▶ **Exercise passage**:
A laborer making cement at a hospital being rebuilt by British forces in Basra, in southern Iraq. He earns just a few dollars a day but is lucky to have a job at all.
Orphans serenade British Army Captain Stephen Morte in Basra. Using American money, the facility has launched a business providing sewing classes to women.
The British military certainly deserves some credit for recently bringing microfinance to the vanguard of the coalition's strategy. But CHF International, a Maryland-based nonprofit, launched the first microfinance program in Iraq in the summer of 2003 and has been quietly working at it, often alone, ever since. CHF operates in crowded marketplaces and on sweltering streets lined with struggling small businesses. Taking money from private investors and the United States Agency for International Development (USAID), the federal agency responsible for nonmilitary aid worldwide, its people work at great risk. They reach even lower than the military financiers do, to the foundation of the Iraqi economy--individual butchers, tailors, barbers, and seamstresses. "Iraqis are entrepreneurial people," says Elissa McCarter, a CHF director in the Washington area. "With access to [finance], they are able to generate a stream of income to support themselves and their families, and, to a certain degree, increase employment for others as businesses grow."

▶ **Provided information**:
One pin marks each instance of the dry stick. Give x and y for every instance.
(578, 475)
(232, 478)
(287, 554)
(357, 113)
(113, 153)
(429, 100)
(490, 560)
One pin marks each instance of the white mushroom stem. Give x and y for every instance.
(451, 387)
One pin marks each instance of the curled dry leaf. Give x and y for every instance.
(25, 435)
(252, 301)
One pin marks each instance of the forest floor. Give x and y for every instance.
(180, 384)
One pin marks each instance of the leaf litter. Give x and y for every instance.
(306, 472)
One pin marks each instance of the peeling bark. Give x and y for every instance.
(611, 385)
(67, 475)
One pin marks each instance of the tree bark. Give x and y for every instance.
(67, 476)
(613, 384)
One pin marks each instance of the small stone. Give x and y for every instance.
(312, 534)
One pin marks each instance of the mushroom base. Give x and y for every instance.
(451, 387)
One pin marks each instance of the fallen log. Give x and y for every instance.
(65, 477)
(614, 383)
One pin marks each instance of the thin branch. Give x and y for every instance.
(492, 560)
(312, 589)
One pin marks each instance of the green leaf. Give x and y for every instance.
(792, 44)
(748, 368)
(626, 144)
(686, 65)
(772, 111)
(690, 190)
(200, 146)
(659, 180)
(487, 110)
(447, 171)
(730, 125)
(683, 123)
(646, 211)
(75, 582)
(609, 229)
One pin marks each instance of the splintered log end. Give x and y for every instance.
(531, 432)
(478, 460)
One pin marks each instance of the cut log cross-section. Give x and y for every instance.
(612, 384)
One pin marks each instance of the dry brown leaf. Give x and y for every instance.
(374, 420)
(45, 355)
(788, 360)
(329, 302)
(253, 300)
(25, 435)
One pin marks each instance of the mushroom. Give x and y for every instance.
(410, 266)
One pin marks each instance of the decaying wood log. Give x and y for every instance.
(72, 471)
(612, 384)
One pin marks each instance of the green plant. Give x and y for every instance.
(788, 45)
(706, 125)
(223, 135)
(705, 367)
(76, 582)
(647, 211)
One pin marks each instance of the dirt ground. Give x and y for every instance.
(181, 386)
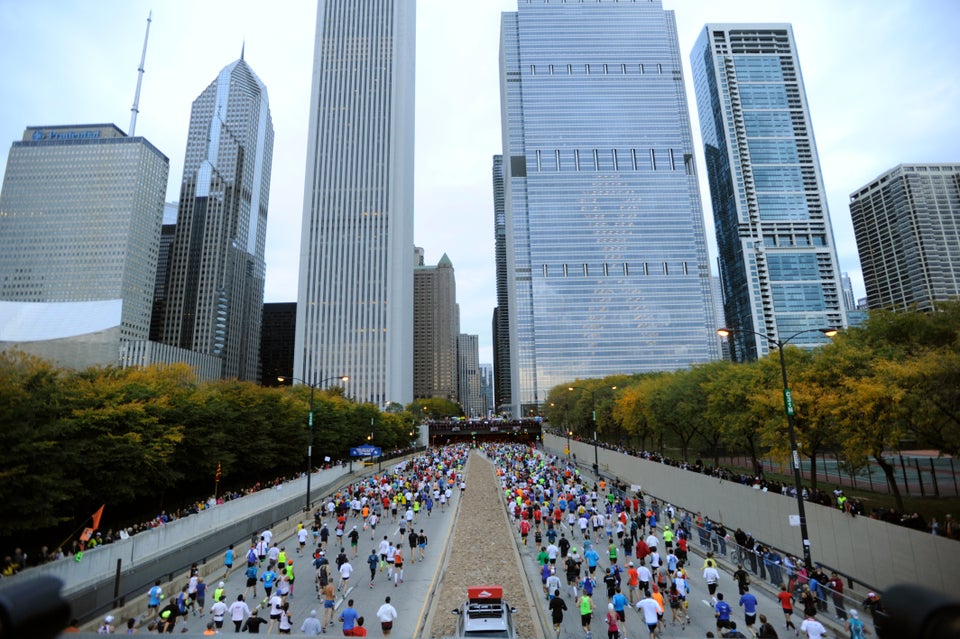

▶ **Tasks**:
• a. After the records, retype the part of the passage on microfinance in Iraq that runs from "Orphans serenade British" up to and including "classes to women.".
• b. Using the passage on microfinance in Iraq, answer these questions:
(i) In which city is the hospital being rebuilt by British forces?
(ii) When did CHF International launch the first microfinance program in Iraq?
(iii) In which state is CHF International based?
• c. Carry on writing the passage on microfinance in Iraq, starting after its last sentence.

▶ **Answers to the exercises**:
• a.
Orphans serenade British Army Captain Stephen Morte in Basra. Using American money, the facility has launched a business providing sewing classes to women.

• b.
(i) Basra, in southern Iraq
(ii) In the summer of 2003
(iii) Maryland

• c.
Since May 31, 2006, CHF's Access to Credit Services Initiative has lent more than $43 million to more than 16,000 people in south and south-central Iraq. Kadija Al-Salam, a nurse in the town of Mukaradeeb, is one them. Neighbors often asked Al-Salam (not her real name) to help deliver their babies, and she decided to open a clinic so she could do more. She received a small loan from ACSI to increase the number of available beds to three and to purchase new equipment.
To an optimist, Basra is the soil in which microfinance might take root and eventually spread. Morte is one of those optimists.
Acknowledging CHF's success and microfinance's potential, James Baker's Iraq Study Group--the brain trust exploring new options in Iraq--recently consulted with Richard Hill, the firm's director of strategic initiatives and analysis. As a rule, though, microfinance is designed to foster slow, incremental improvement in a relatively stable environment. "Not a day goes by that our operations are not negatively affected by the security situation," McCarter says. "Violence leads to work stoppages both for our clients and for our own operations due to curfews, road closures, destruction of client businesses, deaths, bank closures, etc." CHF now relies almost entirely on locally hired staff in Basra; Westerners are just too vulnerable to murder and kidnapping. Even McCarter concedes that the company's efforts are only "scratching the surface" of the problem.
Indeed, it's possible, given the pace of deterioration in Baghdad, that microfinance is simply too little too late. "It's [best] in that initial period after a conflict where you've got goodwill and general acceptance of new ideas," says the International Crisis Group's Templer, who has studied microfinance in conflict zones such as Afghanistan. "It all diminishes very rapidly. If you don't seize the moment, you miss an opportunity."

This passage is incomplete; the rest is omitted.